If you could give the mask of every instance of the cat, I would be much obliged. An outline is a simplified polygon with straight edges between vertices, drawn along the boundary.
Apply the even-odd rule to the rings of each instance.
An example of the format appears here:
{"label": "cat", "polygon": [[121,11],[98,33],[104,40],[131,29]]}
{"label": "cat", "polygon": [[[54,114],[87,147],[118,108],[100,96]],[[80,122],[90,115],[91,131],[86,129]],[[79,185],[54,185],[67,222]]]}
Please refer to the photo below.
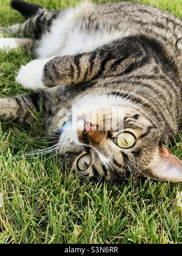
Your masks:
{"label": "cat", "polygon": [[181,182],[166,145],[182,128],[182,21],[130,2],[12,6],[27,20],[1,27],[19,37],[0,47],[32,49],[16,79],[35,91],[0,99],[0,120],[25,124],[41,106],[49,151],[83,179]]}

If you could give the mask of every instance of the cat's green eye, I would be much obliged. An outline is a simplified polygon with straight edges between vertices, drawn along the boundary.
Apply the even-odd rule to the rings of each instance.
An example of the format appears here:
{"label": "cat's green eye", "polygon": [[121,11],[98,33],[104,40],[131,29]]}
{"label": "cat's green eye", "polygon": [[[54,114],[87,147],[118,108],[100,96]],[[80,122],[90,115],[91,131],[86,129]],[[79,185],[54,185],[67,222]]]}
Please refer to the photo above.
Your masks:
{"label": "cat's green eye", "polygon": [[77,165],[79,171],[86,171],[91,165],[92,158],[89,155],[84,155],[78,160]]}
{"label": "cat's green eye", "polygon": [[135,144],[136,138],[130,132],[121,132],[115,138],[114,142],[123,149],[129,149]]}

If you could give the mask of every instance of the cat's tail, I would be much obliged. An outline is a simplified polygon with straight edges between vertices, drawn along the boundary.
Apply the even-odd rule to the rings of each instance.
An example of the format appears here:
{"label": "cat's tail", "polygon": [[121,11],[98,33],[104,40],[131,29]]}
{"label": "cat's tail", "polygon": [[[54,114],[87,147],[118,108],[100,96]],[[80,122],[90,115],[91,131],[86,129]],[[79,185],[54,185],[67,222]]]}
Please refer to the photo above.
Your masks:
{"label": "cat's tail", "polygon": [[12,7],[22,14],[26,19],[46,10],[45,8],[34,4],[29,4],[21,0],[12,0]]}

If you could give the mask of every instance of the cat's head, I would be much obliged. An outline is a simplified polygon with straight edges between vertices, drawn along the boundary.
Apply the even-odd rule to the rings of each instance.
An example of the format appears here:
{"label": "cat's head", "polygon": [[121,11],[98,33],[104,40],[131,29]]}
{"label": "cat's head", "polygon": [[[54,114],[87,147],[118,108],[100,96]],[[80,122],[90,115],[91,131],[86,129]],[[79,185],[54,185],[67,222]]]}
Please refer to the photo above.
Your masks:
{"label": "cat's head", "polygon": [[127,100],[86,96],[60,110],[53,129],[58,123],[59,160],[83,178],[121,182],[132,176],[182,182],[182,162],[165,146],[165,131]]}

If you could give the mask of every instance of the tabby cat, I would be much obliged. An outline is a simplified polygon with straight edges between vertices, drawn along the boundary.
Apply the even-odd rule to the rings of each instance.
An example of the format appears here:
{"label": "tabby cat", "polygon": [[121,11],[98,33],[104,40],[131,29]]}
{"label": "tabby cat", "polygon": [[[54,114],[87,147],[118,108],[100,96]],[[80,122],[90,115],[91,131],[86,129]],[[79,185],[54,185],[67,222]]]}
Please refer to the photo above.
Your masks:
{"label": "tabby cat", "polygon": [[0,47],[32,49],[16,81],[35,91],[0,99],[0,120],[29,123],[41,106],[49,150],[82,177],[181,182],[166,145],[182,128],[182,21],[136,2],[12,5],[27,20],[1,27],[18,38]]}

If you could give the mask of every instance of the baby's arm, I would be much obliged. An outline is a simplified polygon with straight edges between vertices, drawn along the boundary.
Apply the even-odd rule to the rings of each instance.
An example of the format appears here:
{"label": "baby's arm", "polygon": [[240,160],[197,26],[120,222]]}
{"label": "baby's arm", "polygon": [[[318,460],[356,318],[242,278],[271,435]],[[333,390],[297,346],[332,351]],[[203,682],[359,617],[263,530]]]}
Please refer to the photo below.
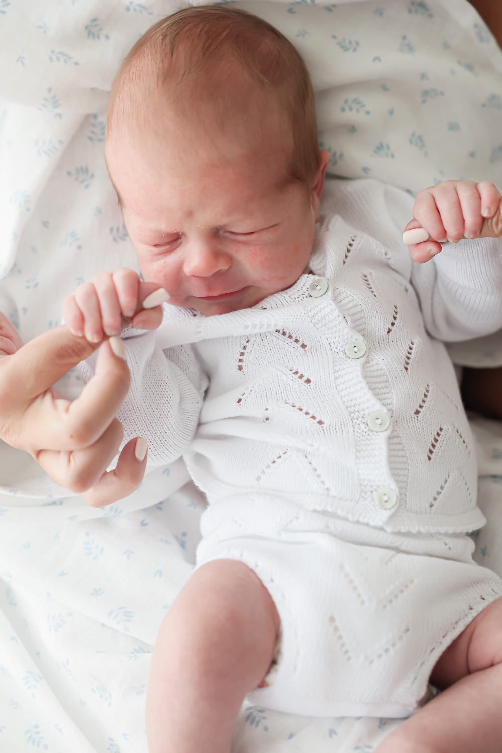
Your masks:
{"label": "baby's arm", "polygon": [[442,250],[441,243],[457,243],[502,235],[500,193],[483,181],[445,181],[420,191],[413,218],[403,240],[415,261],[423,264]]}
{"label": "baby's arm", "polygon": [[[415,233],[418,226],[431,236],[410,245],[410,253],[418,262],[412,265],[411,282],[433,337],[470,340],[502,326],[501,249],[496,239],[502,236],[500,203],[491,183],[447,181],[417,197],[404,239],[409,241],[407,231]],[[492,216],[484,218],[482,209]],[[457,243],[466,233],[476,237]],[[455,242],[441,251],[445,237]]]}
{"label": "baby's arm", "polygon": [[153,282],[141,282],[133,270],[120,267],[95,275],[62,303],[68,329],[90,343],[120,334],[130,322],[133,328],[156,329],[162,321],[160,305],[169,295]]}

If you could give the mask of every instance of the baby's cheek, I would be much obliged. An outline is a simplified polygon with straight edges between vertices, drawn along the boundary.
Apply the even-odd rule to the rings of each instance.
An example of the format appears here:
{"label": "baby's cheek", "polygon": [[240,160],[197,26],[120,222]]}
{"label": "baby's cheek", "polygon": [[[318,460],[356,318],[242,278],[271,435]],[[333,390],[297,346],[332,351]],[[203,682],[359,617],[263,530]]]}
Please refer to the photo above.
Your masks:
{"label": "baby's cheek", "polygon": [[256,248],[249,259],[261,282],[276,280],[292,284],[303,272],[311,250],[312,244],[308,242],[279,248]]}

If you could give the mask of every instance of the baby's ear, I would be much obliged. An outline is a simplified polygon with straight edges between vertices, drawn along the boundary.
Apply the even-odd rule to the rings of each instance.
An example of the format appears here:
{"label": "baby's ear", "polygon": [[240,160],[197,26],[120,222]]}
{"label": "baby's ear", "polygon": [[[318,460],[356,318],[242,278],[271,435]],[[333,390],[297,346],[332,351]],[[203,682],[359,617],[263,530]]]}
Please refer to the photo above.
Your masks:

**********

• Exercise objective: Repeat the material above verbatim, with no pictures in the output.

• Response to this exercise:
If you could give the mask of every instance of the cat, I would be much obliged. An outline is a simplified polygon with straight edges between vertices, drawn along the boundary.
Apply the even-odd rule to the rings of each instance.
An example of the format appears here:
{"label": "cat", "polygon": [[121,11],[98,33],[104,40],[131,29]]}
{"label": "cat", "polygon": [[[54,114],[87,147],[118,108],[100,96]],[[80,122],[90,115],[91,131],[86,129]],[[79,185],[54,185],[67,222]]]}
Please refer to the photo below.
Your masks:
{"label": "cat", "polygon": [[181,182],[166,145],[182,128],[182,21],[130,2],[12,6],[27,20],[1,27],[19,37],[0,47],[32,49],[16,79],[35,91],[0,99],[0,120],[25,124],[41,106],[49,151],[83,179]]}

If you could give the mask of every instance of the cat's green eye, I would be much obliged. An outline is a simplified polygon with straight edges between vertices, drawn along the boundary.
Apply the even-odd rule to the rings of each instance.
An example of the format appears here:
{"label": "cat's green eye", "polygon": [[121,11],[98,33],[104,40],[131,29]]}
{"label": "cat's green eye", "polygon": [[[54,114],[87,147],[118,108],[100,96]],[[80,122],[90,115],[91,131],[86,129]],[[79,185],[54,185],[67,222]]]}
Please refer to the photo above.
Your masks:
{"label": "cat's green eye", "polygon": [[77,165],[79,171],[86,171],[91,165],[92,158],[89,155],[84,155],[78,160]]}
{"label": "cat's green eye", "polygon": [[135,144],[136,138],[130,132],[121,132],[115,138],[114,142],[123,149],[129,149]]}

If you could give the mask of every instance of the cat's tail, I would be much obliged. An outline is a simplified polygon with straight edges between vertices, drawn along the boundary.
Apply the even-odd rule to the rings of each instance.
An example of the format appears here:
{"label": "cat's tail", "polygon": [[121,11],[98,33],[104,40],[131,29]]}
{"label": "cat's tail", "polygon": [[[54,114],[87,147],[118,108],[100,96]],[[80,122],[90,115],[91,131],[86,129]],[[79,185],[54,185],[67,222]]]}
Please refer to the photo above.
Your masks:
{"label": "cat's tail", "polygon": [[12,7],[22,14],[26,19],[46,10],[45,8],[34,4],[29,4],[21,0],[12,0]]}

If you could give the mask of every instance of the cat's head, I would be much obliged. An outline is a simplified polygon with straight edges between vertices, drawn along the boundary.
Apply the even-odd rule to the rings of each instance.
An example of the format appears here:
{"label": "cat's head", "polygon": [[121,11],[98,33],[104,40],[131,29]]}
{"label": "cat's head", "polygon": [[[54,114],[87,147],[118,108],[100,96]],[[80,122],[90,115],[91,131],[86,129]],[[79,185],[54,185],[67,222]]]}
Please refer to the photo above.
Your masks:
{"label": "cat's head", "polygon": [[127,100],[86,96],[60,110],[53,129],[58,123],[59,160],[83,178],[121,182],[132,176],[182,182],[182,162],[165,146],[165,131]]}

If you could give the mask of every instance of the tabby cat, I would be much obliged. An outline is a simplified polygon with straight edges between vertices, drawn along the boundary.
Apply the even-odd rule to the rings of each instance.
An example of the format appears here:
{"label": "tabby cat", "polygon": [[121,11],[98,33],[104,40],[131,29]]}
{"label": "tabby cat", "polygon": [[[54,114],[87,147],[118,108],[100,96]],[[80,122],[90,115],[91,131],[86,129]],[[79,185],[54,185],[67,222]]]}
Please refer to the photo above.
Your masks:
{"label": "tabby cat", "polygon": [[0,47],[32,49],[16,81],[35,91],[0,99],[0,120],[29,123],[41,106],[49,150],[82,177],[181,182],[166,145],[182,128],[182,21],[136,2],[12,5],[27,20],[1,27],[18,38]]}

If you could give the mask of every instance of the baby's arm, I would be much obliged. An outline is a simplified polygon with straight edges between vertices, drawn along the boundary.
Apply the even-odd rule to the rings of each instance.
An example of the format appears here:
{"label": "baby's arm", "polygon": [[240,160],[197,26],[120,222]]}
{"label": "baby's arm", "polygon": [[[318,460],[356,318],[242,278],[271,435]],[[333,390],[297,346],[332,351]],[[203,682],[359,617],[263,530]]]}
Please refer to the photo below.
Your masks:
{"label": "baby's arm", "polygon": [[442,250],[441,243],[457,243],[502,235],[500,193],[483,181],[445,181],[420,191],[413,218],[403,240],[415,261],[423,264]]}
{"label": "baby's arm", "polygon": [[[415,233],[418,226],[431,236],[410,245],[410,253],[418,262],[412,265],[411,282],[433,337],[470,340],[502,326],[501,249],[496,239],[502,236],[500,203],[491,183],[447,181],[417,197],[404,239],[409,241],[407,231]],[[492,216],[484,218],[482,209]],[[457,243],[466,233],[476,237]],[[455,242],[441,251],[445,237]]]}
{"label": "baby's arm", "polygon": [[153,282],[141,282],[133,270],[120,267],[95,275],[62,303],[68,329],[90,343],[120,334],[130,322],[133,328],[156,329],[162,321],[160,305],[169,295]]}

If you could give the mask of every instance of the baby's cheek, I would be much obliged. An outline is a simplified polygon with straight edges between vertices, drawn along the boundary.
Apply the even-odd rule to the rings of each instance.
An example of the format appears here:
{"label": "baby's cheek", "polygon": [[240,160],[197,26],[120,222]]}
{"label": "baby's cheek", "polygon": [[[318,460],[356,318],[242,278],[271,435]],[[333,390],[297,346],[332,351]],[[203,682],[359,617],[263,530]]]}
Please refer to the photo above.
Your masks:
{"label": "baby's cheek", "polygon": [[256,248],[249,259],[261,282],[276,280],[292,284],[303,272],[311,250],[312,244],[308,242],[279,248]]}

If you could give the mask of every instance of the baby's ear, I would be much obliged. An outline is a simplified polygon with straight edges between vertices, drawn along the boundary.
Apply the even-odd rule to the rings of each instance.
An example of the format appears here:
{"label": "baby's ear", "polygon": [[240,160],[197,26],[120,222]]}
{"label": "baby's ear", "polygon": [[[318,460],[356,318],[242,278],[271,435]],[[333,390],[297,346],[332,351]],[[203,682],[359,617],[263,530]]]}
Please refer to the photo above.
Your masks:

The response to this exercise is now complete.